# [PROBLEM TO WORK ON]
Please print the full listing exactly.

# [INPUT]
- - - - - - -

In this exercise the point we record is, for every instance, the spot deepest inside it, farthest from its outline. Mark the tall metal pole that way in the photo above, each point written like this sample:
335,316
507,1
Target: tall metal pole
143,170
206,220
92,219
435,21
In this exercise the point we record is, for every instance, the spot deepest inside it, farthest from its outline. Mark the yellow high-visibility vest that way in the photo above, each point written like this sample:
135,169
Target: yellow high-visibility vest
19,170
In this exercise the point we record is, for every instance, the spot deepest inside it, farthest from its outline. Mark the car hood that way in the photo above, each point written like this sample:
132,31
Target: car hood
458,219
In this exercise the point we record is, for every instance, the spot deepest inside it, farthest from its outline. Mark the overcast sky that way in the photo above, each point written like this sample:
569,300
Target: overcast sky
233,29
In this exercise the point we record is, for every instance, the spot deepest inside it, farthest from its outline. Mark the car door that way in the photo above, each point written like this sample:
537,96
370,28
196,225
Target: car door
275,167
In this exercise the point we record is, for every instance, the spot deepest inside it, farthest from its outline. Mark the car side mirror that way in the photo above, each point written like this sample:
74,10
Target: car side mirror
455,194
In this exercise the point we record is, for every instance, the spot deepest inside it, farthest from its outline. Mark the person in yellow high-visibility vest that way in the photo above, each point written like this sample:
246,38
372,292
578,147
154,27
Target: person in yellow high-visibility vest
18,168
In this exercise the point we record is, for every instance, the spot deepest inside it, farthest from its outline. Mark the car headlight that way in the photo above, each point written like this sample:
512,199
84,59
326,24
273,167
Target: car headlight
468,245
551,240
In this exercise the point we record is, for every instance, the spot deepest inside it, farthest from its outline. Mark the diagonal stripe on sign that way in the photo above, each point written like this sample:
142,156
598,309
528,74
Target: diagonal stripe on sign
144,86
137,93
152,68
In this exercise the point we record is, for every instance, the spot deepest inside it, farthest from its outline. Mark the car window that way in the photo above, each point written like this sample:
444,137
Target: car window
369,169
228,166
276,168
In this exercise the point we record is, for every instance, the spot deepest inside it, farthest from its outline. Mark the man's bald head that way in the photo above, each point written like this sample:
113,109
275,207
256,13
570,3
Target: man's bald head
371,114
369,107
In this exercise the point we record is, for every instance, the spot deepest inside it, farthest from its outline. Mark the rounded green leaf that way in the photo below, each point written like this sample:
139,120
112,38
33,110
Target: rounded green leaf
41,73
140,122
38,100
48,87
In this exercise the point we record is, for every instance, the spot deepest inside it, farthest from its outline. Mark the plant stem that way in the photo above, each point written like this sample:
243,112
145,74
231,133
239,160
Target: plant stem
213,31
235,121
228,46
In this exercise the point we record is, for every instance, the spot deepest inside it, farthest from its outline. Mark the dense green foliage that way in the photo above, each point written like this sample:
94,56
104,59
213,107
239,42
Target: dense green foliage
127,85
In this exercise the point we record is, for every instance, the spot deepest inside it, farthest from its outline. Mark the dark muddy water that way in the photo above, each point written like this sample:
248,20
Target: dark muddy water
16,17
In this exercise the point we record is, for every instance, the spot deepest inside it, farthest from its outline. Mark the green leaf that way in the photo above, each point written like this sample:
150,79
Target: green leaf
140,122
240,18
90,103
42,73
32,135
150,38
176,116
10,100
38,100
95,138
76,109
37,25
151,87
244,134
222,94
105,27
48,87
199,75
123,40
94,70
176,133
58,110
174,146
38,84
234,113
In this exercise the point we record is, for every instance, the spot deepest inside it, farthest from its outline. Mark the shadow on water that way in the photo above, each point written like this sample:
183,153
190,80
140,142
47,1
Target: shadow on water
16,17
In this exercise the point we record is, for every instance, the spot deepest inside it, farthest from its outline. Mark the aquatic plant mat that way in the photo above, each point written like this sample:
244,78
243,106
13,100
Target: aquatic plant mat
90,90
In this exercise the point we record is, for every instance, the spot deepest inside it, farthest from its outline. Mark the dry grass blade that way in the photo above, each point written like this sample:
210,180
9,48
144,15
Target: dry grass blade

- - - - - - -

# [TASK RESPONSE]
In this exercise the point we record is, for every instance, the spot deepest inside it, farthest from its outline. Mark the tall metal pole that way in the photo above, each point written like this sample:
335,316
507,1
Target: tall metal pole
143,170
206,220
92,219
435,21
In this exercise the point we record is, for every instance, the spot deepest inside it, farthest from its outline. Mark the yellow high-visibility vest that way in the photo above, each point written like this sample:
135,169
Target: yellow high-visibility vest
19,170
In this exercise the point we record is, for every instance, the spot deepest inside it, farthest from its outline. Mark the car hood that way in the photo above, each point written like this sample:
132,31
Target: car hood
458,219
In this exercise the point we record is, for every instance, the spot deepest inside it, farthest from its outline. Mark the overcast sky that way in the photo above, each point written like this sample:
569,300
Target: overcast sky
233,29
In this exercise the point we record is, for every instance, the spot deepest inside it, farthest from its outline. Mark the car door that way in the photo above, each point written like this sample:
537,96
370,28
196,225
Target: car door
275,167
In this exercise the point we record is, for every instance, the spot deepest inside it, farthest from its outline. Mark the car side mirror that way in the photo above, each point written like this sample:
74,10
Target: car side mirror
455,194
In this exercise the point we record is, for every instance, the spot deepest inside it, farthest from its outline. Mark the person in yellow high-visibility vest that way in the photo above, each point written like this sample:
246,38
372,292
578,147
154,27
Target: person in yellow high-visibility vest
18,168
In this exercise the point we record is, for every instance, the spot deepest inside it, farthest from its outline. Mark the car headlight that way in the photo above, each point written like this sample:
512,199
84,59
326,24
273,167
Target: car headlight
468,245
551,240
In this exercise the point we record is, for every instance, the spot deepest inside it, farthest from its outline. Mark the diagonal stripe on sign that way in the photo above, each point written like this sample:
142,156
598,309
528,74
Target: diagonal stripe on sign
144,86
137,93
152,68
In this exercise the point we record is, for every instance, the spot deepest inside it, farthest from its outline. Mark the car window that way in the photo above, each point written like this sample:
444,137
Target: car window
369,169
228,166
276,168
In this exercise the point we record is, for every instance, the spot deepest inside it, farthest from its outline. Mark the man's bald head that way in the photo above, each point written like this sample:
113,109
275,207
256,13
570,3
Target: man's bald head
371,114
369,107
In this exercise the point we record is, for every instance, the spot deepest inside it, farthest from its outline. Mark the rounded green leaf that way in the photo below, each point written like this sample:
139,120
112,38
33,110
Target: rounded green leaf
41,73
140,122
38,100
48,87
In this exercise the point we record is, for every instance, the spot deepest inside it, farthest from its outline. Mark the plant stem that way in the photo above, each point written like this sample:
243,112
145,74
231,133
239,160
Target: plant stem
213,31
235,121
228,46
In this exercise the point we record is, for every instance, the spot deepest inside it, farthest from its outline. Mark the dense green foliage that way in the photo above, each point written like this sample:
94,56
104,59
213,107
239,42
Target: dense green foliage
127,85
In this exercise the point we record is, for every instance, the spot deepest inside it, farthest from its outline. Mark the dark muddy water that way in the photo above, each point written like this sample:
248,20
Target: dark muddy water
16,17
In this exercise the point we record is, for every instance, the spot deepest inside it, farthest from its outline. Mark the green leaf that way in the photo above, each point written like this sample:
150,79
Target: green leaf
140,122
240,18
90,103
42,73
32,135
150,38
176,116
10,100
38,100
95,138
76,109
37,25
151,87
244,134
222,94
105,27
48,87
199,75
123,40
94,70
176,133
58,110
174,146
38,84
234,113
In this exercise the point we record is, for every instance, the spot deepest inside it, farthest from its outline. Mark the shadow on water that way in the photo above, each point written like this sample:
183,153
190,80
140,142
47,1
Target: shadow on water
16,17
In this exercise the point we record is, for every instance, the spot deepest inside it, farthest from its outline. Mark the aquatic plant mat that way in the photo above, each point written like this sample:
244,78
243,106
13,100
Target: aquatic plant mat
90,90
In this exercise the point we record is, for every instance, the spot deepest inside it, farthest from its outline. Mark the dry grass blade that way in the photo above, each point written like this sample:
210,180
9,48
144,15
Target: dry grass blade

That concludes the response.